Here are some records; return them all exactly.

→ **DATA IN THIS EXERCISE**
....................

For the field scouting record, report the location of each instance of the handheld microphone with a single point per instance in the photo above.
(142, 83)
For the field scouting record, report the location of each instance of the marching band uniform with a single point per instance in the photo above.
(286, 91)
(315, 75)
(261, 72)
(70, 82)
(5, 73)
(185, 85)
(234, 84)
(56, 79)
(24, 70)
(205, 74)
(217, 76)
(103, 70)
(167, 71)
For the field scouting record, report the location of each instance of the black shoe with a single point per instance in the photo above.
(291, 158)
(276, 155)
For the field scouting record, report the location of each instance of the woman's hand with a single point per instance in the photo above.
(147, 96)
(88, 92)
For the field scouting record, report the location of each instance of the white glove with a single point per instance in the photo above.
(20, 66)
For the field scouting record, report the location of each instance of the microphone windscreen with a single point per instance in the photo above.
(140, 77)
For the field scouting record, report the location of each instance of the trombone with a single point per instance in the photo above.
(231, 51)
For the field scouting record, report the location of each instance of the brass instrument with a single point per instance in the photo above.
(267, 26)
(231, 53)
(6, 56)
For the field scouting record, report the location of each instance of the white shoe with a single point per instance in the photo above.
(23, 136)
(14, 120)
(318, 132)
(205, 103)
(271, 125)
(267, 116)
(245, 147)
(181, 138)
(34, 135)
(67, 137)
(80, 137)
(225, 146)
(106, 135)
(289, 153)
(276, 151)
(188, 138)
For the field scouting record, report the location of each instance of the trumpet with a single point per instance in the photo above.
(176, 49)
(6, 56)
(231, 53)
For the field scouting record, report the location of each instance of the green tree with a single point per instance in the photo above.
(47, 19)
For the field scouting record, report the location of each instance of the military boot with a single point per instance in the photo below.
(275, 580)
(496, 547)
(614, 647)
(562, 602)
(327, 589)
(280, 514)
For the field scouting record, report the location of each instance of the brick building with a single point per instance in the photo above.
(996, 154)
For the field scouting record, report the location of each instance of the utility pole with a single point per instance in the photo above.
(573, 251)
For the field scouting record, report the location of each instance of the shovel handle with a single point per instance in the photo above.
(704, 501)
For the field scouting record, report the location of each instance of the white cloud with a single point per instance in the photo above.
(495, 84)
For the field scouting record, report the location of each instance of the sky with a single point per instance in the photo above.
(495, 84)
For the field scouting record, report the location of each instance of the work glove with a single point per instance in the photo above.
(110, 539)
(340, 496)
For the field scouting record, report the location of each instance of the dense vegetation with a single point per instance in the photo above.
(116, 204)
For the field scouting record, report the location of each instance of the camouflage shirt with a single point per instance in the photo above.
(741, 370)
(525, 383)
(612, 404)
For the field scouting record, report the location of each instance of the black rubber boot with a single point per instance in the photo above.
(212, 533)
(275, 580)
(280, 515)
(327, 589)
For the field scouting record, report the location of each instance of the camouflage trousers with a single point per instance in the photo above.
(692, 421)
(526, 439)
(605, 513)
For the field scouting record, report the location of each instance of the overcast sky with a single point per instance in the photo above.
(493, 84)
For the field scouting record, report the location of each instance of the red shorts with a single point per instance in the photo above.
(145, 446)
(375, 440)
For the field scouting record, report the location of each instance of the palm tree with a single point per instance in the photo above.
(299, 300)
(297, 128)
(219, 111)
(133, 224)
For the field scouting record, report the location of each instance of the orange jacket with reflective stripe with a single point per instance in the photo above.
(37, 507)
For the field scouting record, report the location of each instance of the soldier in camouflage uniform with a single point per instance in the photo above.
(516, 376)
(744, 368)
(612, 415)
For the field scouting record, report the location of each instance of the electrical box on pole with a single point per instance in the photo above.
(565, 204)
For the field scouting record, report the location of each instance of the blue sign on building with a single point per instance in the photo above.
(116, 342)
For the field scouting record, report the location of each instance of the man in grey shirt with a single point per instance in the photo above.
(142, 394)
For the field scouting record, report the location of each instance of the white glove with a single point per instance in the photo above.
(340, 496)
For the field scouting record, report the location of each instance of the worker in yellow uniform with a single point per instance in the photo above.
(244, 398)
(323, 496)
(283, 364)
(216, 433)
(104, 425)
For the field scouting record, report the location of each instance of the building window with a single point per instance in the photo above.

....................

→ **SOLVED PROBLEM**
For the field scouting record, report the location of each instance of the handheld microphone with a single point per instance in the photo above.
(142, 83)
For the field scouting record, report the location of each instance of the marching band uniform with a single point per instance in the photo above.
(286, 91)
(315, 75)
(261, 72)
(70, 82)
(5, 73)
(185, 85)
(234, 84)
(56, 79)
(24, 70)
(205, 74)
(217, 76)
(103, 70)
(167, 71)
For the field scouting record, report the location of each instance of the black shoe with a single point per instance in the photo above.
(291, 158)
(276, 155)
For the field scouting record, report the location of each instance of the woman's hand with a single point per instance in the photo above.
(147, 96)
(88, 92)
For the field scouting record, report the location of each instance of the white glove with a single point per instance in the photo above.
(20, 66)
For the field scouting record, report the location of each instance of the microphone windscreen with a single point per instance in the photo above.
(140, 77)
For the field scouting record, report the location of each instance of the trombone with a single point per instance in the photo above.
(231, 51)
For the field scouting record, report the location of each instance of the brass instrument with a single point per instance in the photo above.
(267, 26)
(231, 53)
(6, 56)
For the field scouting record, report the location of each instance of the white shoe with a single point per instance in the photo above.
(23, 136)
(14, 120)
(318, 132)
(205, 103)
(271, 125)
(267, 116)
(245, 147)
(181, 138)
(34, 135)
(67, 137)
(80, 137)
(225, 146)
(106, 135)
(289, 153)
(276, 151)
(188, 138)
For the field scouting record, report the location of each instance of the trumpet with a single point per instance in the photo above.
(176, 49)
(6, 56)
(231, 53)
For the field scouting record, report the location of each instance of the green tree with a single point per instance in the photo above.
(47, 19)
For the field scouting record, report the location of each instance of the military boot with a single point per instance in the photo below.
(275, 580)
(496, 547)
(614, 647)
(562, 602)
(327, 589)
(280, 514)
For the field scouting record, report the location of each instance of the brick building with a single point per instance in the photo above.
(996, 154)
For the field scouting record, report the location of each instance of the utility pole with a single point per instance in the photo above.
(573, 251)
For the field scouting record, report the location of each instance of the shovel handle with a single point per instance in the photo above.
(704, 501)
For the field scouting record, report the location of each instance of the white cloud with a single point per instance in the photo above.
(495, 84)
For the field scouting record, report the location of each instance of the sky with a single point per instance in the photo above.
(495, 84)
For the field scouting record, report the location of each instance of the work glove with a single point per instance in the photo above.
(110, 539)
(340, 496)
For the field scouting record, report the location of each instance of the dense vegetation with a single point per instance in the photo above.
(116, 204)
For the field scouting record, report the location of each instance of the camouflage shirt with a single point per instance in the photo above.
(741, 370)
(525, 383)
(612, 404)
For the field scouting record, report the location of each instance of the black rubber boot with a single point per instance in the photo above.
(212, 533)
(275, 580)
(280, 515)
(327, 589)
For the field scouting record, report the location of each instance of the camouflage trousers with a single point per instance in the photo above.
(692, 421)
(526, 439)
(605, 513)
For the field scouting record, report the location of each instance of the overcast sky with a single point per instance in the photo above.
(493, 84)
For the field scouting record, report the location of each instance of the red shorts with a single point per instance in the photo above.
(145, 446)
(375, 440)
For the field scouting record, report the location of each instance of the palm tree with a single point per instance in the photo above.
(299, 300)
(297, 128)
(219, 111)
(133, 224)
For the field scouting record, report the location of each instance of the orange jacket with reflective stripe with a single point per instance in the photo above.
(37, 507)
For the field scouting record, report the location of each instance of the soldier in camouflage uniform with a single point per instance in the photo above.
(516, 376)
(744, 368)
(612, 415)
For the field scouting record, report the location of each instance of the electrical box on pole with a single point per instance in the photo above.
(565, 204)
For the field scouting record, report the location of each instance of the blue sign on building with a single point per instance in the photo above.
(116, 342)
For the field scouting record, report the location of each instance of the man in grey shirt with a single point per instance in the photo above.
(142, 394)
For the field scouting record, report the location of each instance of the white glove with a single point per instance in the photo above.
(340, 496)
For the field scouting record, report the location of each instance of the worker in yellow uniform with a single point per instance in the photo above.
(244, 398)
(323, 496)
(283, 364)
(216, 433)
(104, 425)
For the field scouting record, report the location of each instance of the building window with a single point per instance in the photo above.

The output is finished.